-- Opening Marker --

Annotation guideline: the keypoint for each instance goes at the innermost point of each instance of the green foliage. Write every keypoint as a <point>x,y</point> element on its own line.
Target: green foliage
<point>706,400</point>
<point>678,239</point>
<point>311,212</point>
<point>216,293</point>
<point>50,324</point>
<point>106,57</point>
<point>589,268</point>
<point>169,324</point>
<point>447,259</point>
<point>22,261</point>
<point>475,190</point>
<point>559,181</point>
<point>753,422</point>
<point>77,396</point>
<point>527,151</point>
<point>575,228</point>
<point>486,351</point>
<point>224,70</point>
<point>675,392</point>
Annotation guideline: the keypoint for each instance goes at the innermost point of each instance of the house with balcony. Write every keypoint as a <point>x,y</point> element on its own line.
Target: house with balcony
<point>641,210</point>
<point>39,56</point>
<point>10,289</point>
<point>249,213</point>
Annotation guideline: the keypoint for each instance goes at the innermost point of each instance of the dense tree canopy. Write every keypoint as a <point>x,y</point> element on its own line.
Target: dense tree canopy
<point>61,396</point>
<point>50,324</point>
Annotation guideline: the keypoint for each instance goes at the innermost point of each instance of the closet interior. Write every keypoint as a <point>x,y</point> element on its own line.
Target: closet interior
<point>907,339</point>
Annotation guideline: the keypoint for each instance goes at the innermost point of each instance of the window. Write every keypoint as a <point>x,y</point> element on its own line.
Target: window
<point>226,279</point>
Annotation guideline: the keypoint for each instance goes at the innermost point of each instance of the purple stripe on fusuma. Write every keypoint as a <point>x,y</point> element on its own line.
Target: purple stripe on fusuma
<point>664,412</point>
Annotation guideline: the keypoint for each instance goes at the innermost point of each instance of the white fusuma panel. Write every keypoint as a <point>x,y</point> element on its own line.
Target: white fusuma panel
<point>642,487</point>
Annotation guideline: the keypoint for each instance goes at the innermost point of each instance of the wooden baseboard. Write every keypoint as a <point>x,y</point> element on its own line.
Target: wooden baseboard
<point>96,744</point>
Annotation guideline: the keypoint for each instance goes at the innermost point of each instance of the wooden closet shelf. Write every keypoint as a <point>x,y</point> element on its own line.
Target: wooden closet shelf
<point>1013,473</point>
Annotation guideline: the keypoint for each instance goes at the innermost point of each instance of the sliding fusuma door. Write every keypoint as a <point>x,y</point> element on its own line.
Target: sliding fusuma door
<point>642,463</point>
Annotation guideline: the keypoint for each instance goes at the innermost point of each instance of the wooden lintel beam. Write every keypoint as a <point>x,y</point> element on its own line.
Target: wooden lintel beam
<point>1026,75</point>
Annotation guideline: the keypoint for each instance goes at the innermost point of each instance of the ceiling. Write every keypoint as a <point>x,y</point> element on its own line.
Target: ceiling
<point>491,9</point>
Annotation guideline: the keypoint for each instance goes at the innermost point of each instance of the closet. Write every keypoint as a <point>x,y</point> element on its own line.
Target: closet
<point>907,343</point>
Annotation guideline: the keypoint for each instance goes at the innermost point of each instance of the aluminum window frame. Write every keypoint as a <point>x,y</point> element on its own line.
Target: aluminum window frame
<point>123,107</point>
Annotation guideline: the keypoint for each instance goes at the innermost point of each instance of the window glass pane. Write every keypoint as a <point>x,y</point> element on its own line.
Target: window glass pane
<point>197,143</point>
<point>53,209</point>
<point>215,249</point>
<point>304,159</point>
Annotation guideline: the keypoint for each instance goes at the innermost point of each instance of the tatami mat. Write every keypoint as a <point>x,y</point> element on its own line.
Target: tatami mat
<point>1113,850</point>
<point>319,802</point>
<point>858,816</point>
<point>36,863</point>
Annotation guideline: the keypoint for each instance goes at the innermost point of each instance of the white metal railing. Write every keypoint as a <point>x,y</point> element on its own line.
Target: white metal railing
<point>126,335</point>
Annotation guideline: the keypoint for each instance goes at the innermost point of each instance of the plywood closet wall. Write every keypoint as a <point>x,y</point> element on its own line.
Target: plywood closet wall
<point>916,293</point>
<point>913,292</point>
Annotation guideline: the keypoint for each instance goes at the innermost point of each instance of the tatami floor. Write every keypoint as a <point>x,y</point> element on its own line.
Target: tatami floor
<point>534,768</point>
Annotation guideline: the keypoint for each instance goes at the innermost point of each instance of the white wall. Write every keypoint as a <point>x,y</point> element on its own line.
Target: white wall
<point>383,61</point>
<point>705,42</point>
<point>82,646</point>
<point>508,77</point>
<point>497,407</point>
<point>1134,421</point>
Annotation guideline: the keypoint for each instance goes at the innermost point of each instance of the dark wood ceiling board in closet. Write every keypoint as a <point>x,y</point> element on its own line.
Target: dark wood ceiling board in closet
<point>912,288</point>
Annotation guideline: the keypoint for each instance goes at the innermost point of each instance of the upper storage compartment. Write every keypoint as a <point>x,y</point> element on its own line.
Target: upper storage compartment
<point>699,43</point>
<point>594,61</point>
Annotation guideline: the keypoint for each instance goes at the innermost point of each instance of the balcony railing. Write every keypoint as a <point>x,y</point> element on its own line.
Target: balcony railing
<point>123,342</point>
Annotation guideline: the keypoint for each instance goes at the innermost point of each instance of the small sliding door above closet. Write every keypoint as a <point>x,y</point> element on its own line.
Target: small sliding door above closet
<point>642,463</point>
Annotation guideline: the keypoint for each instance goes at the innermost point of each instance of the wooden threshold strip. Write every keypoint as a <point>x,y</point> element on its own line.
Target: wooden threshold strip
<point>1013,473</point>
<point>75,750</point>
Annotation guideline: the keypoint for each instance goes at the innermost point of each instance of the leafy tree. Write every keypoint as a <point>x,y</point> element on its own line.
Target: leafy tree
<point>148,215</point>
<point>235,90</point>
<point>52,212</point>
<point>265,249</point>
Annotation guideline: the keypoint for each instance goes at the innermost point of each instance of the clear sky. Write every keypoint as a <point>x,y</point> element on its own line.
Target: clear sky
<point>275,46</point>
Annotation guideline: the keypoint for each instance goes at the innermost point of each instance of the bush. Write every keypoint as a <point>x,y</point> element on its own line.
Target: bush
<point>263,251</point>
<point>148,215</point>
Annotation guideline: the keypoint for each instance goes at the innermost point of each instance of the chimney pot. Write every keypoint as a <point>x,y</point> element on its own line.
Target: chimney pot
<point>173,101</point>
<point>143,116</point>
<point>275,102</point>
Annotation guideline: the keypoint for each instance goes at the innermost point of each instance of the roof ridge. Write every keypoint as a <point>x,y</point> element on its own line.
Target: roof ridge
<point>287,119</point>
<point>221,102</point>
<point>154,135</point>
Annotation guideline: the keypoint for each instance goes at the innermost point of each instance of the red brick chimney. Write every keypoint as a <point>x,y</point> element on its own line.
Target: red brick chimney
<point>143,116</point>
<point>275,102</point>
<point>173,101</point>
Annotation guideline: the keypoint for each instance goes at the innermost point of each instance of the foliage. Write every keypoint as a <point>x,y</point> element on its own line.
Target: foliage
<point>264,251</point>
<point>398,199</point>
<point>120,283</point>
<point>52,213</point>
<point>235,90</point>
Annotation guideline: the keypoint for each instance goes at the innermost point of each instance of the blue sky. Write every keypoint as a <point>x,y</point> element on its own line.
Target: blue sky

-- Closing Marker --

Work order
Write out exactly the lines above from the line with "Target: ceiling" through the line with "the window glass", both of them included, and leave out all other lines.

Result for this exercise
Target: ceiling
<point>491,9</point>
Annotation guideline: the keypoint for each instance goes at the innermost point of each instance of the closet. Write every keypoint as a <point>x,y</point> element on its own line.
Target: closet
<point>907,343</point>
Annotation guideline: the keypoint for each instance goes at the innermost point of each instance of the aluminum window frame. Write every keypoint as a <point>x,y</point> element on its own line.
Target: aluminum window frame
<point>123,107</point>
Annotation guideline: the keypoint for each instance goes at the innermost point of each instance of the window glass pane. Write every keypoint as a <point>x,y</point> element on its own line.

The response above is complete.